Aryadne Xavier
“Você pensou que eu deitaria e morreria?/Oh não, eu não. Eu vou sobreviver/Enquanto eu souber como amar/Eu sei que permanecerei viva/Eu tenho minha vida toda para viver/Eu tenho meu amor todo para dar e/Eu vou sobreviver, eu vou sobreviver”
– I Will Survive (Gloria Gaynor)
O ser humano pode não nascer programado para certos comportamentos, mas os aprende tão cedo que pode sentir, em seu íntimo, que as coisas apenas são dessa maneira. O desejo de pertencer, resquício fundamental do desenvolvimento em grupos, é tão latente que se transforma em uma vontade dupla de ser aquilo que é aceitável ou ao menos parecer ser. Lançada ao mundo pela primeira vez há 130 anos, a revista Vogue imprime o que seu próprio nome diz. Registrando e, talvez, ajudando a ditar o que está em alta, a publicação estadunidense foi, por incontáveis vezes, inacessível a uma parcela da população, que podia apenas se projetar nela, como um sonho.
━━━━━━━━━━━━━━━━━━━━
■ Objetivo
Digite de novo, sem alterar nada, a parte do texto sobre a revista Vogue que começa nas palavras "O ser humano" e termina depois de "como um sonho.".

■ Linhas fornecidas
━━━━━━━━━━━━━━━━━━━━
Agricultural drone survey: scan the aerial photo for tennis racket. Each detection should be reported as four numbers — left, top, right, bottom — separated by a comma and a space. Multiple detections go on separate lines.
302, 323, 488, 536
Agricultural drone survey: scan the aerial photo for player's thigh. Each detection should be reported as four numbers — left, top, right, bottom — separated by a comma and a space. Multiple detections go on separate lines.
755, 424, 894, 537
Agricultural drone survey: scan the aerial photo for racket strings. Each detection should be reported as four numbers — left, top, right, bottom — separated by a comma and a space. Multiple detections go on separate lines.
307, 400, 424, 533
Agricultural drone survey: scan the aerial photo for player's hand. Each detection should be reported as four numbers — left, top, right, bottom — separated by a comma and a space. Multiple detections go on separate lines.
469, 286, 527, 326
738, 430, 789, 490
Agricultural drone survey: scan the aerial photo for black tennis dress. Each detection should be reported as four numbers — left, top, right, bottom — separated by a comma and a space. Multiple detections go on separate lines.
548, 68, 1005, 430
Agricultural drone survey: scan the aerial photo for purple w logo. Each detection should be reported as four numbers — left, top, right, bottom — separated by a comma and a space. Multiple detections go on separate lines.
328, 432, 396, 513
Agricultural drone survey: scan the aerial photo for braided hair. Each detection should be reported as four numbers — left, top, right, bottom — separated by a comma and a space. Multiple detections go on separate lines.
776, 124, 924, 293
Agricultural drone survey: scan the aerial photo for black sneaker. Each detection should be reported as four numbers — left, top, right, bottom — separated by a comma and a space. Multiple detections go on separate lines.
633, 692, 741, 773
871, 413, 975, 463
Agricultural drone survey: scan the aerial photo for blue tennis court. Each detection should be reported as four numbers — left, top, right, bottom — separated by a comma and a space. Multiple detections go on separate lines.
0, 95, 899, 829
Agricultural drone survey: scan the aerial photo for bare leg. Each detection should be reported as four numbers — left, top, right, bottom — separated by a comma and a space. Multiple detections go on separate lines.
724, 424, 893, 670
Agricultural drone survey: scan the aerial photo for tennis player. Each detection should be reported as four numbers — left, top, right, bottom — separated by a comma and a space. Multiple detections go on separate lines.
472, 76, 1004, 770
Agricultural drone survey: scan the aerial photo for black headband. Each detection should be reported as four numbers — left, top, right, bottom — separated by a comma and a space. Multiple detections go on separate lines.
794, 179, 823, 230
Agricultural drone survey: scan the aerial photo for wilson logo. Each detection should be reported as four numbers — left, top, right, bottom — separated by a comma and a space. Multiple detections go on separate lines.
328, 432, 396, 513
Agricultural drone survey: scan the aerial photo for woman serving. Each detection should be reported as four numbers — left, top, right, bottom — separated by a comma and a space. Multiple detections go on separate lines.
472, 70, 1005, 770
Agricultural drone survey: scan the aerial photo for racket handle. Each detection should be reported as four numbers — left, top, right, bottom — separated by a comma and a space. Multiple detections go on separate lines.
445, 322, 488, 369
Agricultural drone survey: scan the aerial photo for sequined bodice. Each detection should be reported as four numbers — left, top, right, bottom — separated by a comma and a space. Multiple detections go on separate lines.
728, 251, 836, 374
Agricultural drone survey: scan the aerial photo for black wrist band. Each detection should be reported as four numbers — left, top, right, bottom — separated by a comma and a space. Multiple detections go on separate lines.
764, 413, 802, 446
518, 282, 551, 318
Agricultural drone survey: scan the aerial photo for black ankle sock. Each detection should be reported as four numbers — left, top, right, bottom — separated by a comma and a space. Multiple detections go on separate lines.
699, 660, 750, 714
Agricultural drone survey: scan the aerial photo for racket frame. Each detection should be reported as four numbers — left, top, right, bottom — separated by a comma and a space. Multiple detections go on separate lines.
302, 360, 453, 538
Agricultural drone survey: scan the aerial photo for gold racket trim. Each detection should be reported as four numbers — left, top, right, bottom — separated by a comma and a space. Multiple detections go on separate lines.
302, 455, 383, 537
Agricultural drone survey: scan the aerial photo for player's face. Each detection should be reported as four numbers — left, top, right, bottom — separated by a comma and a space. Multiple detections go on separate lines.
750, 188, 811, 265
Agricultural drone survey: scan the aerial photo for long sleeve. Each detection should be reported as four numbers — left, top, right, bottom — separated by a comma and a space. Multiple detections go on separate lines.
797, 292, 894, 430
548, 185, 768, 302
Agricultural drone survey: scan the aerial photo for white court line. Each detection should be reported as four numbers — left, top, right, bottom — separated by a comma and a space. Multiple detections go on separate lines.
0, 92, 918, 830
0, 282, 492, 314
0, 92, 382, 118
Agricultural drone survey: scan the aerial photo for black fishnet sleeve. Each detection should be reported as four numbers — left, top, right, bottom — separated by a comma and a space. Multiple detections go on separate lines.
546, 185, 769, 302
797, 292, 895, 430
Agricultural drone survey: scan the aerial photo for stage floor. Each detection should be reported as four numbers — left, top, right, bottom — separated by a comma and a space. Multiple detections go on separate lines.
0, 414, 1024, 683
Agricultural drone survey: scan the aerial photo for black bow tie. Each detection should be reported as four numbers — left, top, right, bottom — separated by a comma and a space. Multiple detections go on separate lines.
━━━━━━━━━━━━━━━━━━━━
■ Resposta
O ser humano pode não nascer programado para certos comportamentos, mas os aprende tão cedo que pode sentir, em seu íntimo, que as coisas apenas são dessa maneira. O desejo de pertencer, resquício fundamental do desenvolvimento em grupos, é tão latente que se transforma em uma vontade dupla de ser aquilo que é aceitável ou ao menos parecer ser. Lançada ao mundo pela primeira vez há 130 anos, a revista Vogue imprime o que seu próprio nome diz. Registrando e, talvez, ajudando a ditar o que está em alta, a publicação estadunidense foi, por incontáveis vezes, inacessível a uma parcela da população, que podia apenas se projetar nela, como um sonho.